_Required task_
Give the lines again exactly, from the one holding "Task: Q: Indicate the stone walkway" to the last line of the listing below, both ends included and nothing added.

_Task inputs_
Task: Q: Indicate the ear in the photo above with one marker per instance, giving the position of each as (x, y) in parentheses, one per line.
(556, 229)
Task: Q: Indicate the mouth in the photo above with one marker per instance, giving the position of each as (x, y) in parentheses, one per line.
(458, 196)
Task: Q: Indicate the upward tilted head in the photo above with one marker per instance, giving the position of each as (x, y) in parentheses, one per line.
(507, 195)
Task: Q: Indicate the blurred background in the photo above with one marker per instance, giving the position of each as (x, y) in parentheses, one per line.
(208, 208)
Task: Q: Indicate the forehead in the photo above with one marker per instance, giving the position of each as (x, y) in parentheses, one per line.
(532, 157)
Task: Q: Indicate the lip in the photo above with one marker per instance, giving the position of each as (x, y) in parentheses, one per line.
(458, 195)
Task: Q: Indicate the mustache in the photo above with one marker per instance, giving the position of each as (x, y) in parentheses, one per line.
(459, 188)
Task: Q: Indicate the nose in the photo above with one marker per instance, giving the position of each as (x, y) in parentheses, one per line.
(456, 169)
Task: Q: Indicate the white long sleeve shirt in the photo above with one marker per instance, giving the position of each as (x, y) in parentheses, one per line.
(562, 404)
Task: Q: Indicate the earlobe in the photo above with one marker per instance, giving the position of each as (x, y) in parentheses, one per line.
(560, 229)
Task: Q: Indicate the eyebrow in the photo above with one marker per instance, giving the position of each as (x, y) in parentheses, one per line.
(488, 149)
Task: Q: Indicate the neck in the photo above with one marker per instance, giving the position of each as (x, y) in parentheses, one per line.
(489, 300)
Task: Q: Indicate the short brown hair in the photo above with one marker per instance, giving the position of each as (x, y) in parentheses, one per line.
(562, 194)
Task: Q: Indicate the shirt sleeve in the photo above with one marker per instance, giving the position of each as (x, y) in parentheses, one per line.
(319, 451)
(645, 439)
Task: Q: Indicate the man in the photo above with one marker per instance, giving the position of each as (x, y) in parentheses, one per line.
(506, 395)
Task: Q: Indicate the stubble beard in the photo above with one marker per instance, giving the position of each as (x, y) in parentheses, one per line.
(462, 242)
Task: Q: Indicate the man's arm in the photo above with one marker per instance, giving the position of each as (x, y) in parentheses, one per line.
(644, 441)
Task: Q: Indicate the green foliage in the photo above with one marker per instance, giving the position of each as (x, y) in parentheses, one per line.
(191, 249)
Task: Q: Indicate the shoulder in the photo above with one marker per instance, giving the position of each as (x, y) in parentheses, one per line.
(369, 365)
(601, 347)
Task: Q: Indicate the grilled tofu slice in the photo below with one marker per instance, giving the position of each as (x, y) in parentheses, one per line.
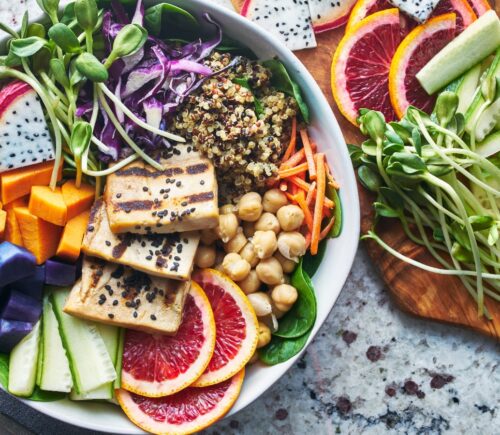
(164, 255)
(118, 295)
(181, 197)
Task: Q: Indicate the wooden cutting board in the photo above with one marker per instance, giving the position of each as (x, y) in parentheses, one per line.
(415, 291)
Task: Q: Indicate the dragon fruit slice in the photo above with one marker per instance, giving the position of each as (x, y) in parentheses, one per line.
(288, 20)
(419, 11)
(327, 14)
(25, 137)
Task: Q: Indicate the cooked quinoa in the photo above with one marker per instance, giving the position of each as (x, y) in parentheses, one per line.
(221, 121)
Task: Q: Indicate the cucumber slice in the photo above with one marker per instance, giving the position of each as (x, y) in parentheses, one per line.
(111, 337)
(466, 90)
(490, 146)
(119, 359)
(90, 363)
(488, 120)
(23, 364)
(469, 48)
(56, 375)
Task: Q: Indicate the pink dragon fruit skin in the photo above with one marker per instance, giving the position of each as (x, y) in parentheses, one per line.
(288, 20)
(328, 14)
(24, 135)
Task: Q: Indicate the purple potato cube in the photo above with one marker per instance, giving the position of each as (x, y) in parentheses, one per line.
(31, 285)
(12, 332)
(15, 263)
(22, 308)
(59, 274)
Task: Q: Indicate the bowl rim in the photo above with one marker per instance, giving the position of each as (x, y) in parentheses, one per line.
(351, 226)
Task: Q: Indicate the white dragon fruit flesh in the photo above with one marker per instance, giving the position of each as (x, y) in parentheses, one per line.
(24, 135)
(418, 10)
(288, 20)
(327, 14)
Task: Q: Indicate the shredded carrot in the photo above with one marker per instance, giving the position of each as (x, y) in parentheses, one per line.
(293, 141)
(290, 172)
(327, 229)
(301, 202)
(320, 200)
(304, 185)
(297, 158)
(309, 154)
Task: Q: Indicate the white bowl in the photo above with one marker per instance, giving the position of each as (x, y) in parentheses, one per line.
(335, 267)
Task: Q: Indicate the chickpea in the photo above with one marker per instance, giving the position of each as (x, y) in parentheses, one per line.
(251, 283)
(270, 271)
(284, 296)
(265, 243)
(228, 227)
(292, 245)
(290, 217)
(235, 267)
(261, 303)
(264, 335)
(268, 222)
(237, 243)
(249, 254)
(226, 209)
(287, 265)
(248, 228)
(208, 236)
(250, 207)
(205, 256)
(273, 200)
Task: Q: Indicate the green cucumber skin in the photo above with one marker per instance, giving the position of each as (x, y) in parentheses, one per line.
(469, 48)
(27, 378)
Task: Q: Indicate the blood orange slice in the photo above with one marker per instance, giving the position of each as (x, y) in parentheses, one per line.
(420, 46)
(159, 365)
(361, 63)
(480, 6)
(235, 323)
(186, 412)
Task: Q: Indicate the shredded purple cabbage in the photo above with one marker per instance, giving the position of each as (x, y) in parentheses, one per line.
(152, 83)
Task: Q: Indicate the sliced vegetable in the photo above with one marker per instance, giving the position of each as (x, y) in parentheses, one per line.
(18, 183)
(90, 363)
(23, 364)
(59, 274)
(48, 204)
(39, 237)
(302, 315)
(54, 369)
(22, 308)
(15, 263)
(12, 332)
(77, 200)
(71, 240)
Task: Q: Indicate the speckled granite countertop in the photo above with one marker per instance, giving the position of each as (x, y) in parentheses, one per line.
(370, 370)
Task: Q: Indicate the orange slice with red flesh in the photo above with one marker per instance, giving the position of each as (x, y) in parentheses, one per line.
(360, 67)
(418, 47)
(157, 365)
(235, 323)
(186, 412)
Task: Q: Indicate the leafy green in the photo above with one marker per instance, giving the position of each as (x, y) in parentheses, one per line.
(281, 349)
(168, 20)
(302, 315)
(282, 81)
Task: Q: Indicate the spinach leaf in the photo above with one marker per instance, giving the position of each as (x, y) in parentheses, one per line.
(302, 315)
(311, 263)
(4, 370)
(282, 81)
(282, 349)
(167, 20)
(259, 108)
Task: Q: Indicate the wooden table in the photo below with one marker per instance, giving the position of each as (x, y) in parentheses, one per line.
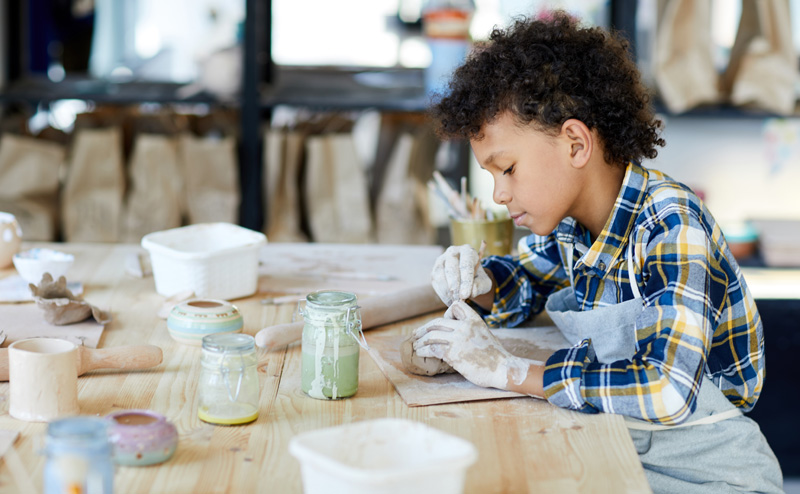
(525, 444)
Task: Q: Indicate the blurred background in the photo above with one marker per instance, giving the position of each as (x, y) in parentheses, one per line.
(222, 110)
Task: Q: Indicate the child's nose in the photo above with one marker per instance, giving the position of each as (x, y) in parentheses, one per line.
(501, 195)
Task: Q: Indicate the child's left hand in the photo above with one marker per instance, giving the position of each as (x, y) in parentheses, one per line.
(463, 340)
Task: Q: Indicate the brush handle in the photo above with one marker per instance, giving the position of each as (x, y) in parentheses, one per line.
(375, 311)
(89, 359)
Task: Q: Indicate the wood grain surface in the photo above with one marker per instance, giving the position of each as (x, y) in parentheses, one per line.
(525, 444)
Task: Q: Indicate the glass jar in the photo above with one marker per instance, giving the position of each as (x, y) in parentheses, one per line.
(228, 384)
(78, 457)
(330, 346)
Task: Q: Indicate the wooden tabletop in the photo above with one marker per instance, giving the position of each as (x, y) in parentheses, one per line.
(524, 444)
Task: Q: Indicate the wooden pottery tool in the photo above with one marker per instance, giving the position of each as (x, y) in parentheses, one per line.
(375, 311)
(89, 359)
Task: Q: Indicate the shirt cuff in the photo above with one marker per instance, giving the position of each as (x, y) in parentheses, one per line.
(563, 377)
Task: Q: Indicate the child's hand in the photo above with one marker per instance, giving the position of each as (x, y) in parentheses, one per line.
(463, 340)
(458, 275)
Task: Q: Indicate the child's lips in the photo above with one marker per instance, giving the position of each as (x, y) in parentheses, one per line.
(518, 218)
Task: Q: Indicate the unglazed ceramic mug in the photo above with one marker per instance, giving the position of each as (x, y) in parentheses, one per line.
(43, 379)
(10, 238)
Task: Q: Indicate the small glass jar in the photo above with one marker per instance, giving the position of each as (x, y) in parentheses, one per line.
(330, 346)
(78, 457)
(228, 384)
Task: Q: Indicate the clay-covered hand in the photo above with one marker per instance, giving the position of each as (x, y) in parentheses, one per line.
(463, 340)
(458, 275)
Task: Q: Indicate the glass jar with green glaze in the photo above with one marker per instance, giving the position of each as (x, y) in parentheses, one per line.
(330, 346)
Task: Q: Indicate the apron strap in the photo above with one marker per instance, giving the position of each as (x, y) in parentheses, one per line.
(641, 425)
(631, 264)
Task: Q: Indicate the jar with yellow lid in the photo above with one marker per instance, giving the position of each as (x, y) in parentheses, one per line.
(228, 383)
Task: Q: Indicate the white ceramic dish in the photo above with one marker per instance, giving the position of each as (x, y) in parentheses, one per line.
(384, 456)
(213, 260)
(33, 263)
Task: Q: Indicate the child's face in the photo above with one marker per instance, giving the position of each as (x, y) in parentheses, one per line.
(533, 173)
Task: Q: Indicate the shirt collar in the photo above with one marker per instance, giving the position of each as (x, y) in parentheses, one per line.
(608, 247)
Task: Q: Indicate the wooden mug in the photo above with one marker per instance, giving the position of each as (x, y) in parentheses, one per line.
(43, 379)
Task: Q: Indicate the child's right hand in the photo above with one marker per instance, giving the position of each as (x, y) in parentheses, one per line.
(458, 275)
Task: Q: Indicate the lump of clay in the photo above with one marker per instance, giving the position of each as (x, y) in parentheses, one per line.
(60, 306)
(423, 366)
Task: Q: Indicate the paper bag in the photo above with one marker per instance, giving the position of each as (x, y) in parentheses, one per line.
(336, 190)
(401, 210)
(29, 171)
(211, 178)
(763, 65)
(154, 197)
(684, 66)
(283, 160)
(95, 185)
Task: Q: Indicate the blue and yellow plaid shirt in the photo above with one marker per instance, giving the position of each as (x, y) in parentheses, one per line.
(698, 317)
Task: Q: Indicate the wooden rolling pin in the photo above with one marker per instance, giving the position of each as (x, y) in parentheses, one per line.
(375, 311)
(89, 359)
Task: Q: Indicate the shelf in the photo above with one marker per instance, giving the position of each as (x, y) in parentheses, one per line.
(42, 90)
(348, 89)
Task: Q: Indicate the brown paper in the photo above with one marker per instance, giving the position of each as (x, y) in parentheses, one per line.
(531, 343)
(211, 178)
(22, 321)
(155, 194)
(763, 65)
(336, 190)
(401, 210)
(283, 157)
(92, 198)
(684, 66)
(29, 171)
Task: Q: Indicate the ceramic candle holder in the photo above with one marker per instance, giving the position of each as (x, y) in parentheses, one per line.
(190, 321)
(141, 437)
(10, 238)
(43, 379)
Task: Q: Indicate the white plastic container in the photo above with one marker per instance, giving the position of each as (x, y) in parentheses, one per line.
(384, 456)
(214, 260)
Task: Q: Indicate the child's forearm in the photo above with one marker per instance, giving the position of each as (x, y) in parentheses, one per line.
(533, 385)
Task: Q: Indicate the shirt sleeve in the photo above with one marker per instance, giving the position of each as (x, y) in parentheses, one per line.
(684, 293)
(524, 282)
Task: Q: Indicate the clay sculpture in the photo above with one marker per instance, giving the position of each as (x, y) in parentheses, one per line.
(60, 306)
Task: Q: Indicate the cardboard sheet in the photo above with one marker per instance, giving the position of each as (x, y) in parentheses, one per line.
(535, 343)
(20, 321)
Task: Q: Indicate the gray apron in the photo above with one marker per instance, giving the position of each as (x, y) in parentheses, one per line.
(716, 450)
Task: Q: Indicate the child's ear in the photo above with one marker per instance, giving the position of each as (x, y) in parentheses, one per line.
(580, 141)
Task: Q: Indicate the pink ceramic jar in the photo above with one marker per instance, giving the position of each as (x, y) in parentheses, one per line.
(141, 437)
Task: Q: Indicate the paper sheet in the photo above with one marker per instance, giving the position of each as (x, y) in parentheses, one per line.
(536, 343)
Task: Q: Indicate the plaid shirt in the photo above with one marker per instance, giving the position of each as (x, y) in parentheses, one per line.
(698, 317)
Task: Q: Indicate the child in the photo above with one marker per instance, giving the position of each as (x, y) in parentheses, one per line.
(628, 263)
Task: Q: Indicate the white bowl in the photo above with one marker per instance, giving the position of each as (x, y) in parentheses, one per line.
(32, 264)
(383, 456)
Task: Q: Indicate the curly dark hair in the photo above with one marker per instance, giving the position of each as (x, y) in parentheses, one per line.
(546, 71)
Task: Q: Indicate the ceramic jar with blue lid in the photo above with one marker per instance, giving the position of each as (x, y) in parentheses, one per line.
(78, 456)
(190, 321)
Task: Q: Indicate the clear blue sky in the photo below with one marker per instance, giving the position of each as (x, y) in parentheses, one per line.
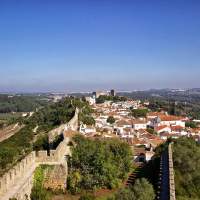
(71, 45)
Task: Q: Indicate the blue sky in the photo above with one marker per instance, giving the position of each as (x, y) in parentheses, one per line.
(83, 45)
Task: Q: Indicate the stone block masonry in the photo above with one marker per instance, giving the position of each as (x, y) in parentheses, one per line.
(166, 177)
(18, 181)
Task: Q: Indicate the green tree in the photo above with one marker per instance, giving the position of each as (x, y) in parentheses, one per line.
(141, 190)
(100, 163)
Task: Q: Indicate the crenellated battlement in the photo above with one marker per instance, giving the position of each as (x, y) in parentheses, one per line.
(18, 181)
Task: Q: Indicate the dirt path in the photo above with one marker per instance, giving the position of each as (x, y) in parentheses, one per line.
(9, 131)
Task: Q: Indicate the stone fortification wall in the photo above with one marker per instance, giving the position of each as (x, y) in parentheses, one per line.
(171, 175)
(9, 181)
(55, 156)
(166, 184)
(17, 182)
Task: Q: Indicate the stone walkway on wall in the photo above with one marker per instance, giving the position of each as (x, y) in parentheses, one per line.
(18, 186)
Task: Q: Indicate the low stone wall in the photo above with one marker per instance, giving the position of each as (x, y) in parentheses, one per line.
(55, 155)
(166, 184)
(9, 179)
(171, 175)
(17, 182)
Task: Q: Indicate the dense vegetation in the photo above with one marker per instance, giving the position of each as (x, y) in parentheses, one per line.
(141, 190)
(38, 192)
(16, 147)
(186, 156)
(98, 164)
(20, 103)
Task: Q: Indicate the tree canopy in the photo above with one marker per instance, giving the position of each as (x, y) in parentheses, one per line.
(141, 190)
(98, 163)
(186, 157)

_Reply to the exercise_
Task: Q: Indicate the stone walkway on wall in the photo above with one marker per instance, giving the position of each as (x, y) in parentheses, one per line.
(18, 186)
Task: Q: Indicate the low stone wall in the photo above with one marker per instance, giving the position of each as (x, y) in parentheses, one per line.
(55, 155)
(166, 184)
(9, 179)
(171, 175)
(17, 182)
Task: Q: Indicate the dense vegetation in the photo above with one marker per instance, giving the position of each as (x, y) in parentheses, one per line.
(141, 190)
(38, 192)
(16, 147)
(186, 156)
(98, 164)
(20, 103)
Task: Q: Indicate the tree canopy in the photo above with one marker per instance, giving the position of each as (x, y) in parentheses, one per line.
(141, 190)
(98, 163)
(186, 157)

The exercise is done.